***** LESETEXT

Damit dies gelingt, seien Hinweise aus den Konzernabteilungen wichtig, sagt Ramesohl: „Unsere Business Units nutzen oft sehr spezielle Technologien und haben spezifische Herausforderungen. Wenn wir diese kennen, können wir bei den Start-ups, die wir sehen, nach den besten Lösungen suchen.“ Genau zu wissen, was man von einer Venture-Client-Kooperation erwartet, ist auch für Berater Gimmy einer der wichtigsten Erfolgsfaktoren. Sonst liefert das Produkt des Start-ups womöglich die Antwort auf eine Frage, die im Konzern niemand gestellt hat.

Es ist wenig sinnvoll, wenn ein Venture Scout sich als verlängerter Vertriebsarm eines Start-ups positioniert und dessen Lösung in die Fachabteilung drückt.

Gregor Gimmy, CEO von 27Pilots

„Es ist wenig sinnvoll, wenn ein Venture Scout sich als verlängerter Vertriebsarm eines Start-ups positioniert und dessen Lösung in die Fachabteilung drückt“, sagt Gimmy. Stattdessen sollten die Herausforderungen der operativen Einheiten im Fokus stehen. „Sie sollten es auch sein, die letztlich über eine Kooperation entscheiden.“ Die Produkte werden dann üblicherweise zunächst im kleinen Rahmen in einer Pilotphase eingesetzt, die zumeist zwischen einem und vier Monaten dauert.

**********
***** BEREITGESTELLTE ZEILEN

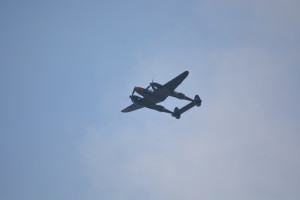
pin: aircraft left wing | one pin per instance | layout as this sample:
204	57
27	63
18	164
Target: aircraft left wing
173	84
132	107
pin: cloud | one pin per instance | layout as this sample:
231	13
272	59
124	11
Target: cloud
231	148
242	143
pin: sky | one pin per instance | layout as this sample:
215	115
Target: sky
68	67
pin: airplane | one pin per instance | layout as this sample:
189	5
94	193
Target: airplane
158	94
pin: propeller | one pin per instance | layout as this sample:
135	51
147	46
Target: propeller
151	84
133	91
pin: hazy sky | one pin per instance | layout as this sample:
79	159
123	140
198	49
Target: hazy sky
68	67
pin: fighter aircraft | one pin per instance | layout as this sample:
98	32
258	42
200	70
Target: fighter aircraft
158	94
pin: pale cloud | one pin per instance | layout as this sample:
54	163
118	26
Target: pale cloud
231	148
242	143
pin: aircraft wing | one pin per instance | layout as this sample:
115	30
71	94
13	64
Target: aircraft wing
173	84
132	107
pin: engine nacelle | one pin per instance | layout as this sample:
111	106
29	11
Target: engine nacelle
176	113
197	100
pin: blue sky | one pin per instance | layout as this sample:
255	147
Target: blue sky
68	67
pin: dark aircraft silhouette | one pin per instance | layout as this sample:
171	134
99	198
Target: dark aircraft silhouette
158	94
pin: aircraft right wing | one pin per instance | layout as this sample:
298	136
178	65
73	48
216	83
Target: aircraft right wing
132	107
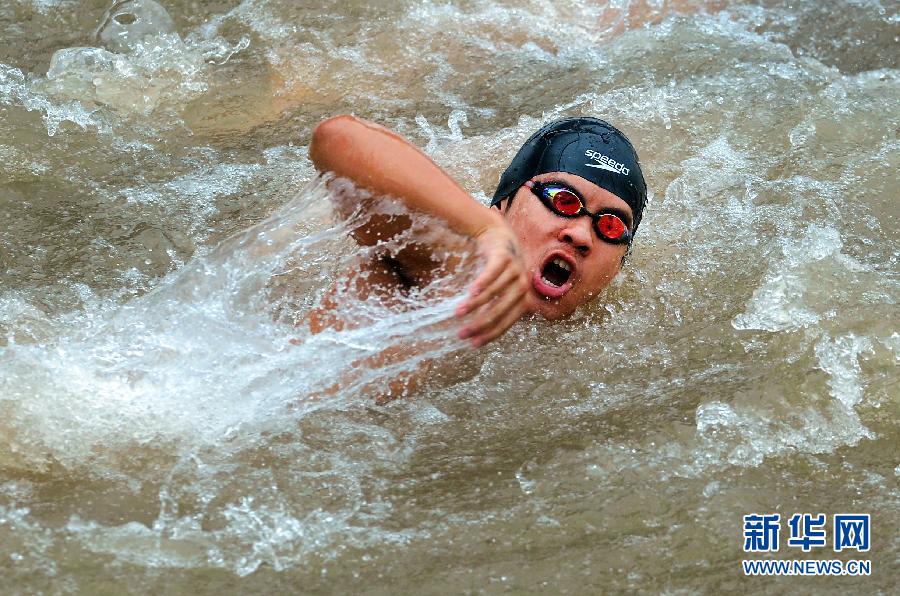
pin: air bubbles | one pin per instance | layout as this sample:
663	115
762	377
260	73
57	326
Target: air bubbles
129	22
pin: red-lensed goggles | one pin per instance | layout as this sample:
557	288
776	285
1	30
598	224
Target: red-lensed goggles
565	202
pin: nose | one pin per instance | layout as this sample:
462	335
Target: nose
577	232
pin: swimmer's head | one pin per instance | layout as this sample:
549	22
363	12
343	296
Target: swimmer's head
560	184
586	147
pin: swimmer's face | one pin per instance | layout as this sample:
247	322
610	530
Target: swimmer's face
548	241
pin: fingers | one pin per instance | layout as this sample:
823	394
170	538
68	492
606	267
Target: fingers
499	315
495	283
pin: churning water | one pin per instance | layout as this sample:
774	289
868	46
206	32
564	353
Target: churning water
165	426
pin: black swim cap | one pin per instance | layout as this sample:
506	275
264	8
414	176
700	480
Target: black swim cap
586	147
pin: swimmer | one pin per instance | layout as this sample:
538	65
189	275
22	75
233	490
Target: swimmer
561	220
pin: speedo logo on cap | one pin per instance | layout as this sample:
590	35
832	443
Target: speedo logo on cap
605	163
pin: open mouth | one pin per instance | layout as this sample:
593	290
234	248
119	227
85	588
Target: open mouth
556	272
554	278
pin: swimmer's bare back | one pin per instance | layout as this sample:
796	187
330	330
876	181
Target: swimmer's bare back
382	162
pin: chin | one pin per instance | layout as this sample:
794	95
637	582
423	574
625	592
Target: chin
552	310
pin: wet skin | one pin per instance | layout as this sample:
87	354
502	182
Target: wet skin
543	235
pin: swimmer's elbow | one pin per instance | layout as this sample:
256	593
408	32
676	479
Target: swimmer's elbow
331	139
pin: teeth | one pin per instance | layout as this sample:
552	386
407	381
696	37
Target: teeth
560	263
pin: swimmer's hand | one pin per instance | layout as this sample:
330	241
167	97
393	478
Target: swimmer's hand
498	296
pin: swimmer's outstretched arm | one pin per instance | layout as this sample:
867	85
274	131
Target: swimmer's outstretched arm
381	161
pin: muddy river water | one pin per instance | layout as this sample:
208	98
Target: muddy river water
162	421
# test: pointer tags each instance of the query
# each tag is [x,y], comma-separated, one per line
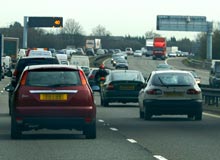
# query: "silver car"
[170,92]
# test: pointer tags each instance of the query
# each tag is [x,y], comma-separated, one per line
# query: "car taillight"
[92,76]
[193,91]
[110,87]
[82,77]
[24,77]
[154,92]
[15,73]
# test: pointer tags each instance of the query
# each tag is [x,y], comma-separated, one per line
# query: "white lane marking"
[114,129]
[160,157]
[211,115]
[132,140]
[100,120]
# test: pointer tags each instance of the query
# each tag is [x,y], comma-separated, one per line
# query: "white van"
[62,58]
[40,53]
[80,61]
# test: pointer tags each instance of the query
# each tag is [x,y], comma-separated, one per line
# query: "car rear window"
[126,76]
[53,78]
[173,79]
[35,61]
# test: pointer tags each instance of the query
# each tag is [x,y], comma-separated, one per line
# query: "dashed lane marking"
[132,140]
[114,129]
[159,157]
[211,115]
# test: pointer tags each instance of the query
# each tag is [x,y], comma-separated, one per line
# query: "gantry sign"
[187,23]
[40,22]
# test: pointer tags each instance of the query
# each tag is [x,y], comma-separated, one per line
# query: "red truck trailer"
[159,49]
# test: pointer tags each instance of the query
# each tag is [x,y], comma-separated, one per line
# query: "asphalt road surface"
[121,134]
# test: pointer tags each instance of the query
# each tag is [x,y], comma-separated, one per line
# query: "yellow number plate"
[173,94]
[126,87]
[59,97]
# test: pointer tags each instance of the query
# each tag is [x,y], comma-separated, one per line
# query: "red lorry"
[159,48]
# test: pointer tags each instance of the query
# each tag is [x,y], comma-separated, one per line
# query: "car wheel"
[105,103]
[141,114]
[16,131]
[198,116]
[147,115]
[102,101]
[190,116]
[90,131]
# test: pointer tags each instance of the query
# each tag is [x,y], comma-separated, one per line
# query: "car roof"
[116,71]
[52,66]
[170,71]
[36,57]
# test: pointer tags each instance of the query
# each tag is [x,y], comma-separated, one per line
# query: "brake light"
[193,91]
[24,77]
[91,76]
[154,92]
[110,86]
[15,73]
[82,77]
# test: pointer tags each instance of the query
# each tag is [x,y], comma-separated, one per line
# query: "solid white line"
[114,129]
[100,120]
[211,115]
[160,157]
[132,140]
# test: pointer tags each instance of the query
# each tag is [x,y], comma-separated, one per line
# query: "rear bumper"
[28,123]
[173,107]
[121,97]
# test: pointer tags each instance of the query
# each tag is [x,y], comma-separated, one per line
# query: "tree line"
[72,34]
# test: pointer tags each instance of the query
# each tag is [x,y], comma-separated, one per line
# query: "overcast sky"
[120,17]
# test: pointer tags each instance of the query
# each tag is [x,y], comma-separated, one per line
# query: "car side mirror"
[9,73]
[9,88]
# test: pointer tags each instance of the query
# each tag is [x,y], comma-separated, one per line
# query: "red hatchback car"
[53,97]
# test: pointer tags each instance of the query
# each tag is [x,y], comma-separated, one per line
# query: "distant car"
[172,54]
[170,92]
[117,50]
[79,51]
[116,59]
[53,97]
[21,64]
[137,53]
[163,66]
[129,51]
[91,76]
[90,52]
[122,86]
[197,78]
[38,53]
[121,63]
[100,52]
[85,69]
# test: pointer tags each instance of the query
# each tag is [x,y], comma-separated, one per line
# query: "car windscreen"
[172,79]
[35,61]
[53,78]
[130,76]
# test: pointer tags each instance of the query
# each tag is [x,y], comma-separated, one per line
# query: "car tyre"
[190,116]
[16,131]
[105,103]
[198,116]
[141,114]
[90,131]
[147,115]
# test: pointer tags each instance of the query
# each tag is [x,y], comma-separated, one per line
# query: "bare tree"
[100,31]
[72,27]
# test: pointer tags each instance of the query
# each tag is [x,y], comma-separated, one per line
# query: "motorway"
[121,135]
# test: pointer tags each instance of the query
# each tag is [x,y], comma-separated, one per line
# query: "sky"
[119,17]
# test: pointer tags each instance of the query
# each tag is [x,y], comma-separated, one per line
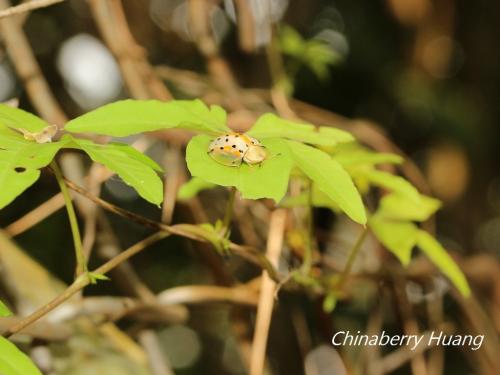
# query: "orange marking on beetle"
[247,140]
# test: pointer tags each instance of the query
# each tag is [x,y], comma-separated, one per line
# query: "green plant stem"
[81,262]
[228,215]
[352,257]
[82,281]
[308,251]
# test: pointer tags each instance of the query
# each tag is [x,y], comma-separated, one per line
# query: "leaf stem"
[228,216]
[352,257]
[81,262]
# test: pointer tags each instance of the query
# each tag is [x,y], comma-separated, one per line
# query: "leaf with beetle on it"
[267,180]
[134,168]
[272,126]
[127,117]
[20,162]
[13,361]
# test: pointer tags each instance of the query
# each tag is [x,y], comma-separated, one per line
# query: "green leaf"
[268,180]
[270,126]
[440,257]
[399,237]
[390,182]
[138,172]
[19,119]
[20,161]
[128,117]
[330,178]
[15,362]
[191,188]
[4,310]
[135,154]
[397,206]
[353,154]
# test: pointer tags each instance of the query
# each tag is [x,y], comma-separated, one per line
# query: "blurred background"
[423,75]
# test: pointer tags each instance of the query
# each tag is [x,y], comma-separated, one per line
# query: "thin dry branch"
[26,7]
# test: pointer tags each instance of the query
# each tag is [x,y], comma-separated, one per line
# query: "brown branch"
[190,231]
[28,6]
[29,71]
[138,74]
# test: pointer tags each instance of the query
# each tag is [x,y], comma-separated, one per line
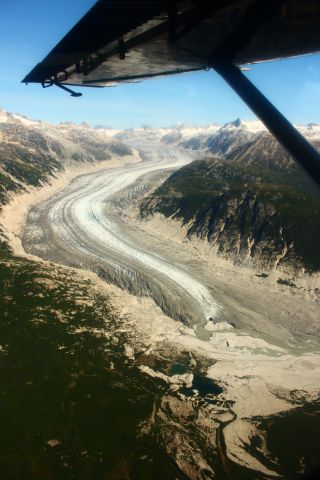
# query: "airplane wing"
[129,40]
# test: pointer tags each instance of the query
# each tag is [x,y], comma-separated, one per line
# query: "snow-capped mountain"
[32,150]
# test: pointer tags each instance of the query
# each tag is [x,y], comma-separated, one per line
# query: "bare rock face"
[31,151]
[252,203]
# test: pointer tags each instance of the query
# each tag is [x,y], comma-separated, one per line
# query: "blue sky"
[29,29]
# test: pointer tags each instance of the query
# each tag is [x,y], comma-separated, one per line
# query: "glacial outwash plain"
[160,303]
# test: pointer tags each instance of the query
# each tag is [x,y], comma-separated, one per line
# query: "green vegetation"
[224,202]
[70,403]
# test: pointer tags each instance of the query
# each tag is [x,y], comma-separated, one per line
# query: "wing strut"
[281,128]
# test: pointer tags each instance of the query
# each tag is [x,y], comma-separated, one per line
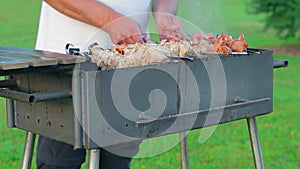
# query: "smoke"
[206,15]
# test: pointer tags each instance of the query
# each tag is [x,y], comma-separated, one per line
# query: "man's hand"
[168,26]
[124,30]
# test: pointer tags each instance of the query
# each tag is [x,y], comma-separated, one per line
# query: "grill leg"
[28,150]
[94,157]
[255,144]
[184,150]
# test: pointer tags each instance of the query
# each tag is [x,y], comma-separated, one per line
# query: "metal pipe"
[76,88]
[10,109]
[94,158]
[255,144]
[35,97]
[28,150]
[280,63]
[8,83]
[15,95]
[184,150]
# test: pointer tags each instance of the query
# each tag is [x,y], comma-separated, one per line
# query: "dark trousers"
[52,154]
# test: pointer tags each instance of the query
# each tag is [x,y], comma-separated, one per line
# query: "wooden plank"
[9,64]
[31,60]
[62,58]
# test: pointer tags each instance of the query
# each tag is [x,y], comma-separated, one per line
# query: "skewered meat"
[240,44]
[128,55]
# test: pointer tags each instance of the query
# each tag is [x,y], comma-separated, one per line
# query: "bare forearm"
[89,11]
[165,6]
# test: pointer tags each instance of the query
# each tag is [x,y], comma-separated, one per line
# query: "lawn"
[229,146]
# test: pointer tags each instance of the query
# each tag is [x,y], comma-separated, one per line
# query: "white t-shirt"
[56,29]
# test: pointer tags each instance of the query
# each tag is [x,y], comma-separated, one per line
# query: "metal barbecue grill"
[67,98]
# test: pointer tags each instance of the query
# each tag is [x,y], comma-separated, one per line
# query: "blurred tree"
[282,15]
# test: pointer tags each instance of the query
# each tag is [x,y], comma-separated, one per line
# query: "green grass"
[229,145]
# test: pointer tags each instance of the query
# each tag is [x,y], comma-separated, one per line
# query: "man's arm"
[119,27]
[164,12]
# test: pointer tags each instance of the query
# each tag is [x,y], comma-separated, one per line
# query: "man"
[82,22]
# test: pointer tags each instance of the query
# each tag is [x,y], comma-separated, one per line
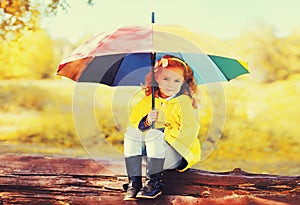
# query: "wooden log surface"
[26,179]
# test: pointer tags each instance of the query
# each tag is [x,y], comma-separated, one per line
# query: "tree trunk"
[56,180]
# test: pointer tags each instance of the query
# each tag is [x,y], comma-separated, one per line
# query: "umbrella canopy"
[123,57]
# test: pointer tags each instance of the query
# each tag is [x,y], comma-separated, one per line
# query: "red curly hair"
[189,86]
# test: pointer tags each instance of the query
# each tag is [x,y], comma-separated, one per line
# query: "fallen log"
[26,179]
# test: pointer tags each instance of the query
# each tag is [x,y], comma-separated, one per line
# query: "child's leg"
[133,142]
[155,148]
[173,159]
[133,146]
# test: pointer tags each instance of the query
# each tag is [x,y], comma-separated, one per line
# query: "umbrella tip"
[153,17]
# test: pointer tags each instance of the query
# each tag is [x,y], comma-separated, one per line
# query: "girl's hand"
[151,117]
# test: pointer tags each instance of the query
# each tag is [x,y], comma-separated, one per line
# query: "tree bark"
[26,179]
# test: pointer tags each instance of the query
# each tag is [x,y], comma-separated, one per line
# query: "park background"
[261,133]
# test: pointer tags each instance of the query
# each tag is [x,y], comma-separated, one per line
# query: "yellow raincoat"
[180,122]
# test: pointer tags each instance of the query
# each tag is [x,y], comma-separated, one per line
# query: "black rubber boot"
[153,186]
[134,171]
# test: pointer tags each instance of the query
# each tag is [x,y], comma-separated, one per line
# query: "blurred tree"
[271,58]
[19,15]
[30,57]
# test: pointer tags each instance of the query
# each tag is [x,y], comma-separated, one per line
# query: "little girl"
[173,143]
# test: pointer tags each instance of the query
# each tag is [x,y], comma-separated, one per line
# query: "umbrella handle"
[153,56]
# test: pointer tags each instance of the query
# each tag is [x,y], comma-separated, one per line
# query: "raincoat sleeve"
[139,111]
[183,135]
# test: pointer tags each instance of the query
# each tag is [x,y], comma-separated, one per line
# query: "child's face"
[170,81]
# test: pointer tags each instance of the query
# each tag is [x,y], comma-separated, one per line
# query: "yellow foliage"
[29,57]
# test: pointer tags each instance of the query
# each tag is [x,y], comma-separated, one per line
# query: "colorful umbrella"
[124,57]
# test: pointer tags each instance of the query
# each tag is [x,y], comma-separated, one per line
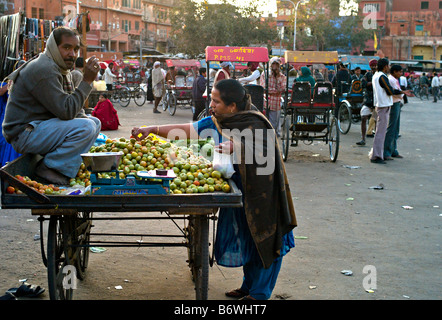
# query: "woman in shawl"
[105,111]
[259,234]
[157,85]
[306,76]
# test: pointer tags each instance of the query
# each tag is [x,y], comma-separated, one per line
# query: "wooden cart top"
[31,199]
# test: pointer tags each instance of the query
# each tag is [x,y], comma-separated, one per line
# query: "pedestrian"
[367,104]
[157,85]
[392,134]
[383,100]
[276,87]
[404,85]
[109,77]
[259,234]
[44,113]
[198,88]
[435,86]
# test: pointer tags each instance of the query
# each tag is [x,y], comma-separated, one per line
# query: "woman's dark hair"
[231,91]
[382,63]
[59,32]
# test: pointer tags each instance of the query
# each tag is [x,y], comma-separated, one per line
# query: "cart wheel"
[344,117]
[285,137]
[198,254]
[124,97]
[172,104]
[139,97]
[333,139]
[82,237]
[56,260]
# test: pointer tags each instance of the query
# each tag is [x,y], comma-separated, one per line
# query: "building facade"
[407,29]
[115,25]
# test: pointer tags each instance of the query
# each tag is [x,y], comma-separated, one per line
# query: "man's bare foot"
[51,175]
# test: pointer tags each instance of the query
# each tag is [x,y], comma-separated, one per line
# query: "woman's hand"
[225,147]
[143,132]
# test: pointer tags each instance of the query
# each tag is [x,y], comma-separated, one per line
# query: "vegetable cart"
[70,217]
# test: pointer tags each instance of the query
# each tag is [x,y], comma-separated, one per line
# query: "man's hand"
[141,133]
[225,147]
[91,69]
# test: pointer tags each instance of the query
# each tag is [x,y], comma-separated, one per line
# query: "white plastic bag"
[222,162]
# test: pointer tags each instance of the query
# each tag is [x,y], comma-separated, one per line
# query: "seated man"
[45,115]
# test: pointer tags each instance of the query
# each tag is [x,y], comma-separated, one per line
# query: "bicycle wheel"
[344,117]
[82,234]
[285,137]
[57,260]
[333,139]
[125,95]
[139,96]
[198,254]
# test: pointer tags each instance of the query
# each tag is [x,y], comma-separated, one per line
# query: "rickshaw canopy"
[237,54]
[303,58]
[357,61]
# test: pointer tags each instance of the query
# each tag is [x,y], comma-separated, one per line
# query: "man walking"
[367,105]
[435,86]
[383,100]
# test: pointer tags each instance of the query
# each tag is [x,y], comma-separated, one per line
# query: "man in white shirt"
[435,86]
[109,77]
[390,144]
[382,100]
[404,84]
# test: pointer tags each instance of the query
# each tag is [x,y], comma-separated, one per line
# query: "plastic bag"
[222,162]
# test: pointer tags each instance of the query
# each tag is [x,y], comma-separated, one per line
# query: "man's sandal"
[236,293]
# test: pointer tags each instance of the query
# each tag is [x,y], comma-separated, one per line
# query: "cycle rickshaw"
[238,56]
[180,93]
[352,97]
[309,113]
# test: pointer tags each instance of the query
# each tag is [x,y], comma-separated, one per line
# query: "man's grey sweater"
[38,94]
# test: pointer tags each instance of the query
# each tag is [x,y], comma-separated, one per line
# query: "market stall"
[115,187]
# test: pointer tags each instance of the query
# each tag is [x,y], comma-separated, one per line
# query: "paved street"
[342,225]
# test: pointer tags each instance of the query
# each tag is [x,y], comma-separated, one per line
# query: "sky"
[268,6]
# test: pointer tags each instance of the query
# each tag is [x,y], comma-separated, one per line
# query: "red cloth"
[107,114]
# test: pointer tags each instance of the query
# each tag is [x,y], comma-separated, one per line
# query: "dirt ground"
[342,225]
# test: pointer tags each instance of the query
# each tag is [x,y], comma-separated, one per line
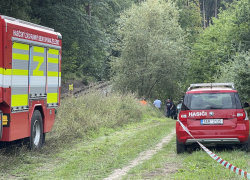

**********

• _ZU ERLEDIGENDE AUFGABEN_:
- 1) Schreiben Sie aus dem Lesetext die Passage von „Damit dies gelingt, seien“ bis einschließlich „die Fachabteilung drückt.“ wortgetreu ab.
- 2) Beantworten Sie anhand des Lesetexts die folgenden Fragen und kennzeichnen Sie Ihre Antworten ebenso mit (a), (b) und (c).
(a) Welche Funktion hat Gregor Gimmy?
(b) Wie lange dauert die Pilotphase zumeist?
(c) Was nutzen die Business Units laut Ramesohl oft?
- 3) Führen Sie den Lesetext über Venture-Client-Kooperationen im gleichen Stil weiter, beginnend nach seinem letzten Satz.

• _ANTWORTEN IN REIHENFOLGE_:
- 1)
Damit dies gelingt, seien Hinweise aus den Konzernabteilungen wichtig, sagt Ramesohl: „Unsere Business Units nutzen oft sehr spezielle Technologien und haben spezifische Herausforderungen. Wenn wir diese kennen, können wir bei den Start-ups, die wir sehen, nach den besten Lösungen suchen.“ Genau zu wissen, was man von einer Venture-Client-Kooperation erwartet, ist auch für Berater Gimmy einer der wichtigsten Erfolgsfaktoren. Sonst liefert das Produkt des Start-ups womöglich die Antwort auf eine Frage, die im Konzern niemand gestellt hat.

Es ist wenig sinnvoll, wenn ein Venture Scout sich als verlängerter Vertriebsarm eines Start-ups positioniert und dessen Lösung in die Fachabteilung drückt.

- 2)
(a) Er ist CEO von 27Pilots.
(b) Sie dauert zumeist zwischen einem und vier Monaten.
(c) Sie nutzen oft sehr spezielle Technologien.

- 3)
Die finanziellen Hürden sind beim Venture Clienting eher niedrig: „Bei Softwarelösungen liegen die Beträge für die Pilotphase häufig um 25.000 Euro, bei etwas aufwendiger zu integrierender Hardware können es auch mal 50.000 Euro sein“, sagt Gimmy. Er rät, bei Venture Clienting auf hochbewertete Start-ups zu setzen. Dies signalisiere, dass der Investorenkonsens dem Unternehmen eine hohe Erfolgschance beimisst. Auch ein Blick auf die Investorenliste gebe Hinweise: „Wenn prominente Geldgeber hinter dem Start-up stehen, kann man sichergehen, dass es sich gegen große Konkurrenz durchgesetzt hat und intensiv geprüft wurde.“

Wer disruptiert wen?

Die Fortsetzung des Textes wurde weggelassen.